→ **掲載本文**
◆ ◆ ◆ ◆

東京大学とホンダ学園の合同チームのために!【1】チェリーX-1・R用 スーパーロックLSD

FF車のチェリーX-1・R用 スーパーロックLSD

       
プレッシャーリング内にスプリングを内蔵することで、純正オープンデフ同等の低イニシャルな効きと100%完全ロックの安定感を両立させたスーパーロックLSD。スプラインスルー形状のサイドギアも大きな特徴で、従来品と比較して1.5〜2倍のプレッシャーディスクをセットできる省スペース設計で、小型のLSDが実現している!

【チェリーX-1・R用 スーパーロックLSD Vol.1】

 東京大学とホンダ学園の学生たちが合同チームを結成し、参戦している「海外ヒストリックラリー参戦プロジェクト」。OS技研は、このプロジェクトに2015年から彼らが走らせるマシンメイクをサポートしている。これまで、トライアンフスピットファイア、スバル1300G、シビック1200RS、カローラ・レビンなどのサポートを行っており、ランサー1600GSRも加わる予定だ(2019年当時)。当時からラリーユースが多かったベース車両だが、旧車のためパーツの少なさがネック。ボディ補修すらままならない状態で、走りの性能を高めるチューニングパーツを探すのは、学生たちにとっては至難の技だ。

 パーツのワンオフ製作の相談も受け付けるOS技研は、彼らにとって正に最強のサポーター。ピストンの製作や機関部分の加工、修正など、これまでも多数のサポートを請け負ってきた。2019年、チェリーX‐1・R用LSDの開発も、このクルマでの参戦を決めた学生たちから相談を受けてスタートされたもの。

 ただし、LSDの開発に自信を持つOS技研の技術力を持ってしても、かなりの難問。技術開発部の富松拓也チーフエンジニアがその理由を話した。

◆ ◆ ◆ ◆

写真内の物体を指し示す記録
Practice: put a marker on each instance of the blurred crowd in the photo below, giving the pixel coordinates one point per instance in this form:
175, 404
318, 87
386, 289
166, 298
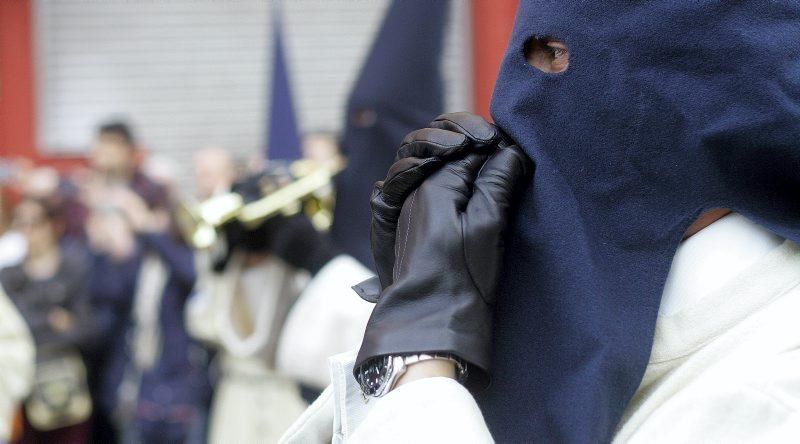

◆ ◆ ◆ ◆

→ **課題の指示**
A) スーパーロックLSDの本文について、次の問いに答えよ。
(i) OS技研は何年から学生たちのマシンメイクをサポートしているか。
(ii) スーパーロックLSDは、従来品と比べて何倍のプレッシャーディスクをセットできるか。
(iii) LSDの開発が難問である理由を話したのは誰か。
B) スーパーロックLSDの本文のうち、「東京大学とホンダ学園の合同チ」から「生たちにとっては至難の技だ。」までの部分を一字も変えずに書き写せ。

→ **練習問題の解答**
A)
(i) 2015年からである。
(ii) 1.5〜2倍である。
(iii) 技術開発部の富松拓也チーフエンジニアである。

B)
東京大学とホンダ学園の合同チームのために!【1】チェリーX-1・R用 スーパーロックLSD

FF車のチェリーX-1・R用 スーパーロックLSD

       
プレッシャーリング内にスプリングを内蔵することで、純正オープンデフ同等の低イニシャルな効きと100%完全ロックの安定感を両立させたスーパーロックLSD。スプラインスルー形状のサイドギアも大きな特徴で、従来品と比較して1.5〜2倍のプレッシャーディスクをセットできる省スペース設計で、小型のLSDが実現している!

【チェリーX-1・R用 スーパーロックLSD Vol.1】

 東京大学とホンダ学園の学生たちが合同チームを結成し、参戦している「海外ヒストリックラリー参戦プロジェクト」。OS技研は、このプロジェクトに2015年から彼らが走らせるマシンメイクをサポートしている。これまで、トライアンフスピットファイア、スバル1300G、シビック1200RS、カローラ・レビンなどのサポートを行っており、ランサー1600GSRも加わる予定だ(2019年当時)。当時からラリーユースが多かったベース車両だが、旧車のためパーツの少なさがネック。ボディ補修すらままならない状態で、走りの性能を高めるチューニングパーツを探すのは、学生たちにとっては至難の技だ。